### Exercise description:
Reproduce the data from the line containing "Q: For each instance of the black" through the end, with every line included, and shift each coordinate in the answer points up by 110. Leave the coordinates in the format samples unchanged.

### Data supplied:
☆ ☆ ☆
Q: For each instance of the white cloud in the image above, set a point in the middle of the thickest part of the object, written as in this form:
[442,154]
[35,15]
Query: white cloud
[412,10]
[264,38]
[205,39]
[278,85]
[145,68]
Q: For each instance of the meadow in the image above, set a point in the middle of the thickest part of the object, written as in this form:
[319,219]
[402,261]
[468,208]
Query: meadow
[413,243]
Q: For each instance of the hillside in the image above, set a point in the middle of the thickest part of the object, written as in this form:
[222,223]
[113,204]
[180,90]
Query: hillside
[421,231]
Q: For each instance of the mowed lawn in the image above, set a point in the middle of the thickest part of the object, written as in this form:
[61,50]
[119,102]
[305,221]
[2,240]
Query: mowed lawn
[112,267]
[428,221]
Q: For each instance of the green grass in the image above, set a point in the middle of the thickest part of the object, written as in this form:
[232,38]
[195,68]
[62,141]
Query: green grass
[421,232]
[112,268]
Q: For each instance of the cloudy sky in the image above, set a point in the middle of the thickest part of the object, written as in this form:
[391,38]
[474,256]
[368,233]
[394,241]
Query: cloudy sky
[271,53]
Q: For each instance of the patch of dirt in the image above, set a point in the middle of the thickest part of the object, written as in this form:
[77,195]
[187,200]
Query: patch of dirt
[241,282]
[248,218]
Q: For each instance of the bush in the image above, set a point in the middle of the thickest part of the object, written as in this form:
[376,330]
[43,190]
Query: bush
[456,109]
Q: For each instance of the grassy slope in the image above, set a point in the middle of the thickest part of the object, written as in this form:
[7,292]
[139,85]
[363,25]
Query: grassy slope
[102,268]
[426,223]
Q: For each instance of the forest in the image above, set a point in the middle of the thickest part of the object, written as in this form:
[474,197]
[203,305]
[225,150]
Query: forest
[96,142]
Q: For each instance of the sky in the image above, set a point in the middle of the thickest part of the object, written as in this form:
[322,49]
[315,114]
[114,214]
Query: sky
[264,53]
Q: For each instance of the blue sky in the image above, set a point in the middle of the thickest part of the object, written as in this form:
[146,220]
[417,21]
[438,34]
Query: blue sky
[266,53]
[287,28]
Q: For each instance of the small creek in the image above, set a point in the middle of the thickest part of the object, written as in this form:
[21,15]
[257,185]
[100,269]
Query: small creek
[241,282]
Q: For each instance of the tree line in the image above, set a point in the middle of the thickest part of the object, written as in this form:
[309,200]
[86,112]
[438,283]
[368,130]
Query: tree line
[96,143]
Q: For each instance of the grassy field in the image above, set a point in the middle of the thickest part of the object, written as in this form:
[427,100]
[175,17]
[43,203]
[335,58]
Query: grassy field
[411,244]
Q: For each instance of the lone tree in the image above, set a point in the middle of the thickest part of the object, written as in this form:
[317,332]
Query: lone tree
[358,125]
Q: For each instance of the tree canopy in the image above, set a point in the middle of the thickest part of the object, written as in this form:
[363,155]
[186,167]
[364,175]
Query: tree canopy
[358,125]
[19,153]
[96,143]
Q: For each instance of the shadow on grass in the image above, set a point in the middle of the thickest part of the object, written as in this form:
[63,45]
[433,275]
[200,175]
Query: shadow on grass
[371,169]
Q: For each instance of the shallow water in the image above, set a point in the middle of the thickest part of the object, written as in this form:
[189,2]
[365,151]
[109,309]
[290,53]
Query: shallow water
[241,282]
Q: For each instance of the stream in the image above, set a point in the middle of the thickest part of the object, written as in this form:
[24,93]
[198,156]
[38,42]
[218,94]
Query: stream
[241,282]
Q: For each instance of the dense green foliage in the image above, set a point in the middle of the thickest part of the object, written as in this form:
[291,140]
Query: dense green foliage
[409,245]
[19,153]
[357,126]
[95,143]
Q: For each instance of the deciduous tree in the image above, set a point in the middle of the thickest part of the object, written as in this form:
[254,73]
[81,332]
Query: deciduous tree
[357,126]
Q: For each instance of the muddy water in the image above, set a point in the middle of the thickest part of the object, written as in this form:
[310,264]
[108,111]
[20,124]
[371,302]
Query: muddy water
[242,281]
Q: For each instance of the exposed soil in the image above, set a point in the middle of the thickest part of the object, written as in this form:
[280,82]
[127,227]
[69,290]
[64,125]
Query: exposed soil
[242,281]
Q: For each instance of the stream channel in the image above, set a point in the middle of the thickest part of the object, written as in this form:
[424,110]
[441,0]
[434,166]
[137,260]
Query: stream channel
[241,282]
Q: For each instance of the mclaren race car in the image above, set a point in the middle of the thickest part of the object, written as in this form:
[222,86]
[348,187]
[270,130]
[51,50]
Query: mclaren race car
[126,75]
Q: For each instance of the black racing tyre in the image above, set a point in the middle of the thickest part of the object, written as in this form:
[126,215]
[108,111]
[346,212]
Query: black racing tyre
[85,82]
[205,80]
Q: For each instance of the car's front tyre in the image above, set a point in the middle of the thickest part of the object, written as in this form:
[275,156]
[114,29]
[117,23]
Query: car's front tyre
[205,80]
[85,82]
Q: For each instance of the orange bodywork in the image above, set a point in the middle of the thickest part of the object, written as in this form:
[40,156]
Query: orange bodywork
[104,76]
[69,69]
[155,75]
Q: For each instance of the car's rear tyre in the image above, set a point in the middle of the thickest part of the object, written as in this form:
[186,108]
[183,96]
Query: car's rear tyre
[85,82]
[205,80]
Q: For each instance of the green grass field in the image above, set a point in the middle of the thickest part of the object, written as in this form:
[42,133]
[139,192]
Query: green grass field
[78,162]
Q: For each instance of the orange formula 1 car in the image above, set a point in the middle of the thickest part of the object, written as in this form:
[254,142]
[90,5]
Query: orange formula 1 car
☆ ☆ ☆
### Right answer:
Q: For each instance of the black racing tyre in the image above, set a point in the middle of the thickest part of the object, written as in this form:
[126,215]
[108,111]
[346,212]
Query: black racing tyre
[195,192]
[315,190]
Q: For each instance of the car's front tyre in the image above, set a point in the middle of the thickest part of the object, written as in this form:
[275,156]
[114,29]
[117,23]
Query: car's front tyre
[315,190]
[195,192]
Q: For each instance of the orange bodywork in the image above, set a point in the middle of the thickest part of the object, written as in this form:
[40,156]
Query: orange bodywork
[214,186]
[179,179]
[265,185]
Q: For each instance of the car's rear tyre in the image above, set a point in the middle of the thickest part of the object, written as in this form:
[186,108]
[183,96]
Query: car's rear tyre
[195,192]
[315,190]
Q: For each instance of the green grass field in the image above, set a point in the middle of the thickest part of the object, written as in this form:
[42,133]
[139,192]
Query: green grass field
[188,272]
Q: For each instance of the orange formula 1 car in the image above, set a point in the middle of the thickest part of the object, written as in this form:
[254,142]
[90,5]
Query: orange formula 1 car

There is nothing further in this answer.